SOURCE DOCUMENT.
Living Ind

Music is the Medicine

by Anna Purdy

Dr. Tommy Comeaux's legend plays on. By Anna Purdy

If the measure of a man is how well he treats his friends, a new ruler needs to be made for the late Tommy Comeaux. Fifteen years after his death, both friends and strangers revere and remember Comeaux.

Wednesday, Nov. 23, 2011

Dr. Tommy Comeaux's legend plays on. By Anna Purdy

Photo by Robin May

Wilson Savoy

If the measure of a man is how well he treats his friends, a new ruler needs to be made for the late Tommy Comeaux. Fifteen years after his death, both friends and strangers revere and remember Comeaux. He was Dr. Comeaux at Our Lady of Lourdes as a pathologist. He was Tommy to friends on stage with his bands BeauSoleil, The Basin Brothers, The Clickin' Chickens and Coteau, and to his friends who shared his passion for horticulture and bicycling.

It was this last passion that tragically led to his death. In 1997, Comeaux was biking when a driver of a vehicle suffered a seizure, lost controlĀ  and struck him. A few weeks later Comeaux's friends, coworkers and family put together the very first Medicine Show to raise money for the Dr. Tommy Comeaux Memorial Endowed Fund for Traditional Music at UL.

STUDY QUESTIONS.
#1 Can you rewrite the paragraph beginning "It was this last passion" in the article about Tommy Comeaux as a short list that keeps its main facts?
#2 Reproduce word for word the part of the article about Tommy Comeaux that begins at the words "Wilson Savoy" and stops after "Music at UL.".
#3 Resume the article about Tommy Comeaux, writing on from its final sentence.

DATASET EXTRACT.

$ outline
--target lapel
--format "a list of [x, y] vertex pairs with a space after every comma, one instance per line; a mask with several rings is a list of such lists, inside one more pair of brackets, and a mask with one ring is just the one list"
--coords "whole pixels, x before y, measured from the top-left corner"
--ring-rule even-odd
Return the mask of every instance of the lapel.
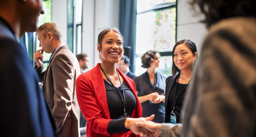
[[167, 86], [167, 84], [168, 84], [168, 87], [166, 88], [166, 90], [165, 90], [165, 108], [167, 108], [167, 105], [168, 105], [168, 103], [167, 103], [169, 101], [169, 96], [170, 96], [170, 94], [171, 93], [171, 89], [172, 89], [173, 85], [174, 84], [174, 83], [176, 81], [177, 78], [178, 78], [179, 76], [180, 76], [180, 73], [175, 75], [171, 79], [170, 79], [169, 83], [166, 83]]
[[96, 67], [92, 69], [92, 78], [95, 85], [95, 92], [98, 95], [99, 101], [102, 106], [101, 109], [103, 111], [103, 114], [106, 117], [107, 119], [110, 119], [105, 85], [104, 84], [103, 77], [100, 70], [99, 64], [99, 63], [98, 63]]
[[53, 58], [54, 58], [54, 56], [55, 56], [55, 55], [57, 54], [58, 52], [60, 51], [62, 49], [64, 49], [64, 48], [68, 48], [68, 45], [65, 45], [64, 46], [58, 49], [58, 50], [57, 50], [56, 52], [55, 53], [55, 54], [53, 55], [53, 56], [52, 57], [52, 58], [51, 60], [51, 61], [50, 61], [50, 62], [49, 63], [49, 66], [48, 66], [47, 67], [47, 68], [46, 69], [46, 70], [45, 72], [43, 74], [43, 76], [42, 78], [42, 81], [43, 82], [43, 92], [44, 94], [45, 93], [45, 91], [46, 91], [46, 87], [45, 86], [45, 81], [46, 79], [46, 76], [47, 73], [48, 72], [48, 69], [49, 67], [50, 67], [50, 66], [51, 65], [51, 62], [52, 62], [52, 61], [53, 60]]
[[[103, 77], [102, 77], [101, 73], [100, 72], [99, 68], [99, 64], [98, 63], [95, 67], [94, 67], [91, 70], [92, 78], [93, 83], [95, 84], [95, 92], [97, 93], [99, 99], [99, 101], [100, 102], [102, 106], [102, 110], [104, 112], [104, 114], [105, 115], [105, 116], [108, 119], [110, 119], [110, 115], [109, 113], [109, 106], [107, 105], [107, 95], [106, 93], [106, 89], [105, 88], [105, 85], [104, 84], [104, 81]], [[136, 97], [135, 89], [134, 89], [132, 86], [132, 84], [127, 79], [126, 77], [124, 74], [121, 72], [121, 71], [117, 69], [119, 73], [123, 77], [123, 80], [126, 82], [128, 86], [130, 88], [132, 91], [135, 97]], [[139, 100], [136, 98], [137, 102], [138, 102]], [[137, 104], [138, 103], [137, 103]]]

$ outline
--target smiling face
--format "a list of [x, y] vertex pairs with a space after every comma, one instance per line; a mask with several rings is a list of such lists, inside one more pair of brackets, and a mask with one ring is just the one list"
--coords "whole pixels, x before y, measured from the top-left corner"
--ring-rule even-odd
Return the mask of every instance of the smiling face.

ANSWERS TO THE EXERCISES.
#1
- Comeaux's passion for bicycling led to his death.
- In 1997, while he was biking, a driver had a seizure, lost control and struck him.
- A few weeks later, his friends, coworkers and family put together the first Medicine Show.
- The show raised money for the Dr. Tommy Comeaux Memorial Endowed Fund for Traditional Music at UL.

#2
Wilson Savoy

If the measure of a man is how well he treats his friends, a new ruler needs to be made for the late Tommy Comeaux. Fifteen years after his death, both friends and strangers revere and remember Comeaux. He was Dr. Comeaux at Our Lady of Lourdes as a pathologist. He was Tommy to friends on stage with his bands BeauSoleil, The Basin Brothers, The Clickin' Chickens and Coteau, and to his friends who shared his passion for horticulture and bicycling.

It was this last passion that tragically led to his death. In 1997, Comeaux was biking when a driver of a vehicle suffered a seizure, lost controlĀ  and struck him. A few weeks later Comeaux's friends, coworkers and family put together the very first Medicine Show to raise money for the Dr. Tommy Comeaux Memorial Endowed Fund for Traditional Music at UL.

#3
By 2010 the committee behind the endowed fund had raised more than $600,000 and, coupled with state matching funds to reach $1 million, hired ethnomusicologist Dr. Mark DeWitt to build the indigenous music program at UL. Students are now taking classes in Cajun music at the university in the heart of Cajun country.

Wilson Savoy of the Pine Leaf Boys is teaching one of its first classes. In a turnaround that would no doubt bemuse Comeaux, Savoy is teaching the very thing that caused some discord at UL several years ago.

"We used to play music on the campus at UL and put out a guitar case for whoever wanted to throw in a few dollars," recalls Savoy, brother of fiddler/multi-instrumentalist Joel Savoy; both are sons of Eunice accordion maker/player Marc Savoy and chanteuse Ann Savoy.

"One day, while a few of us were playing music on the street on campus, a cop told us to tear down and stop playing. All the while, cars were zooming by blasting crap music on their radios and we were playing acoustic Cajun music on campus. Needless to say, we were upset and the media jumped in and began writing stories.

Before long, the Pine Leaf Boys was formed.

"It's the very definition of irony as well as a sign of maturity," Savoy adds. "I never admitted that we were doing anything wrong because I know we were not, but when the university asked me to come back [to teach] I was interested in doing it through an academic setting with kids who were interested in learning Cajun tunes. That was our mission from day one, six years ago - to spark interest in college kids' ears and get them involved with our music."

Medicine Show
8 p.m.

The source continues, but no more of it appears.